**Exercise passage:**
+===+

- Theatrical release poster
- Directed by: Velu Doss
- Produced by: K. Annadurai
- Starring: Vimal; Misha Narang; Sathish;
- Cinematography: Rammy
- Edited by: Lawrence Kishore
- Music by: Ragav Prasad
- Release date: 8 September 2023;
- Running time: 122 mins
- Country: India
- Language: Tamil

= Thudikkum Karangal (2023 film) =

2023 Tamil film

Thudikkum Karangal is a 2023 Indian Tamil-language action crime drama film directed by Velu Doss and starring Vimal and Misha Narang in the lead roles. It was released on 8 September 2023.

== Plot ==

Vetri, a YouTuber who owns a channel called Kothu Poratta, often invites trouble by exposing the evils in society. He meets an old man who is in search of his son, Sameer. Vetri extends his support to the old man through his channel, promising to help him find his lost son. Parallelly, we also get to witness the investigation of a murder case that involves the daughter of IG Devendran.

+===+

**Exercise tasks:**
A. Please set down the stretch of the Thudikkum Karangal article from "2023 Tamil film" through "of IG Devendran.", word for word.
B. Extend the Thudikkum Karangal article beyond its last sentence.

Stored data entries
+===+

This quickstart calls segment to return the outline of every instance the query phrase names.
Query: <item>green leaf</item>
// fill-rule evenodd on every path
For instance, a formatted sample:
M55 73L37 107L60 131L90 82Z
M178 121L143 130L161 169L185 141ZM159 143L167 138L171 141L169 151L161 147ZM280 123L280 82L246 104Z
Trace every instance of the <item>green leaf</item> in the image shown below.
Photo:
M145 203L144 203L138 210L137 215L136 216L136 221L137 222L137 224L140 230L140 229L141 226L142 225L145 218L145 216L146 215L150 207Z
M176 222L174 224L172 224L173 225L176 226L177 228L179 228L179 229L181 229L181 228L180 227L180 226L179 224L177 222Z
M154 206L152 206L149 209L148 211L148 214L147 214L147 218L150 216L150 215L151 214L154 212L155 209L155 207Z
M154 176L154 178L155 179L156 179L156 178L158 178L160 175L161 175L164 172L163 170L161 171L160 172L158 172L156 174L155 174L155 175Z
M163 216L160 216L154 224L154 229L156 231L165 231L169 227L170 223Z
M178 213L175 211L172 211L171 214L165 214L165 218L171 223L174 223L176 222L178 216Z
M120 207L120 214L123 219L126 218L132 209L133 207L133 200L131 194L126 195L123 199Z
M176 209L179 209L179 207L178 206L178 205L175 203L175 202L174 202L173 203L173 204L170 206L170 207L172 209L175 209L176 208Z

+===+

**Expected outputs:**
A.
2023 Tamil film

Thudikkum Karangal is a 2023 Indian Tamil-language action crime drama film directed by Velu Doss and starring Vimal and Misha Narang in the lead roles. It was released on 8 September 2023.

== Plot ==

Vetri, a YouTuber who owns a channel called Kothu Poratta, often invites trouble by exposing the evils in society. He meets an old man who is in search of his son, Sameer. Vetri extends his support to the old man through his channel, promising to help him find his lost son. Parallelly, we also get to witness the investigation of a murder case that involves the daughter of IG Devendran.

B.
==Production==
The film began production in February 2020 under the title of Vetri Kondaan. Production was halted owing to the coronavirus pandemic, and restarted in August 2021. It was shot completely in Chennai over a period of 49 days.

== Reception ==
The film was released on 8 September 2023 across theatres in Tamil Nadu, a week after its initial release date of September 1. A reviewer from Times of India noted it was "a run-of-the-mill action crime drama" and that the "technical aspects of the film, including cinematography and music, do nothing to elevate certain moments". A critic from Dinamalar concluded the film was "low on thrills" and gave it 2.25 out of 5 stars.